##### READING PASSAGE #####
[Pacemaker] Nodes will not promote DRBD resources to master on failover

Andrew Martin amartin at xes-inc.com
Tue Mar 27 18:13:11 EDT 2012


Hi Andreas, 


Thanks, I've updated the colocation rule to be in the correct order. I also enabled the STONITH resource (this was temporarily disabled before for some additional testing). DRBD has its own network connection over the br1 interface (192.168.5.0/24 network), a direct crossover cable between node1 and node2: 

global { usage-count no; } 
common { 
syncer { rate 110M; } 
} 
resource vmstore { 
protocol C; 
startup { 
wfc-timeout 15; 
degr-wfc-timeout 60; 
} 
handlers { 
#fence-peer "/usr/lib/heartbeat/drbd-peer-outdater -t 5"; 
fence-peer "/usr/local/bin/fence-peer"; 
split-brain "/usr/lib/drbd/notify-split-brain.sh me at example.com"; 
} 
net { 
after-sb-0pri discard-zero-changes; 
after-sb-1pri discard-secondary; 
after-sb-2pri disconnect; 
cram-hmac-alg md5; 
shared-secret "xxxxx"; 
} 
disk { 
fencing resource-only; 
} 
on node1 { 
device /dev/drbd0; 
disk /dev/sdb1; 
address 192.168.5.10:7787; 
meta-disk internal; 
} 
on node2 { 
device /dev/drbd0; 
disk /dev/sdf1; 
address 192.168.5.11:7787; 
meta-disk internal; 
} 
} 
# and similar for mount1 and mount2 


Also, here is my ha.cf. It uses both the direct link between the nodes (br1) and the shared LAN network on br0 for communicating: 

autojoin none 
mcast br0 239.0.0.43 694 1 0 
bcast br1 
warntime 5 
deadtime 15 
initdead 60 
keepalive 2 
node node1 
node node2 
node quorumnode 
crm respawn 
respawn hacluster /usr/lib/heartbeat/dopd 
apiauth dopd gid=haclient uid=hacluster 


I am thinking of making the following changes to the CIB (as per the official DRBD guide http://www.drbd.org/users-guide/s-pacemaker-crm-drbd-backed-service.html ) in order to add the DRBD lsb service and require that it start before the ocf:linbit:drbd resources. Does this look correct? 
primitive p_drbd-init lsb:drbd op monitor interval="30"
#####
WHAT TO WORK ON:
Answer the following questions using the forum post on DRBD failover.
(a) Over which interface does DRBD have its own network connection?
(b) What value is given for deadtime in the ha.cf file?
(c) What address is configured for node2 in the vmstore resource?
##### DATA EXCERPTS #####
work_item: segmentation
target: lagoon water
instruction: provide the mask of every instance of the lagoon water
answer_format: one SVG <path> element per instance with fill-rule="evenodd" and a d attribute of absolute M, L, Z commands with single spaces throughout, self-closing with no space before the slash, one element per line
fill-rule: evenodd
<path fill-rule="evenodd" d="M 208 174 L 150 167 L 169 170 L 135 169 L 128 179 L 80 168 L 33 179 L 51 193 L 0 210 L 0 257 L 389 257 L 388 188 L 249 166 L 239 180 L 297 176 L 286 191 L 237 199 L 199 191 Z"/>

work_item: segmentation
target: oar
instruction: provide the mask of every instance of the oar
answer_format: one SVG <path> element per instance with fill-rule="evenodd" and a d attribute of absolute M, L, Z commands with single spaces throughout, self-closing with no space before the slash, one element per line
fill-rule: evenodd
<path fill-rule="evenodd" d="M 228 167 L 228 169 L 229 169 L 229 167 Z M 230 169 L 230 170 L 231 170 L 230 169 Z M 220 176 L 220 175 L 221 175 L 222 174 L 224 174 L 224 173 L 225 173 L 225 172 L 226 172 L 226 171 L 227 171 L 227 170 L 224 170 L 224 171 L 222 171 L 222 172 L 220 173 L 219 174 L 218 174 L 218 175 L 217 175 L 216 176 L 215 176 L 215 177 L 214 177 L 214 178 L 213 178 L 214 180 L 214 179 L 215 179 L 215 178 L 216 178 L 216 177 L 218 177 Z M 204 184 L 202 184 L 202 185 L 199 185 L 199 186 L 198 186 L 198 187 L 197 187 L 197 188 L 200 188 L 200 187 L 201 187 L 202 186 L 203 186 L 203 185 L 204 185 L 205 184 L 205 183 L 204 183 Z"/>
#####
WRITTEN RESPONSE:
(a) br1
(b) 15
(c) 192.168.5.11:7787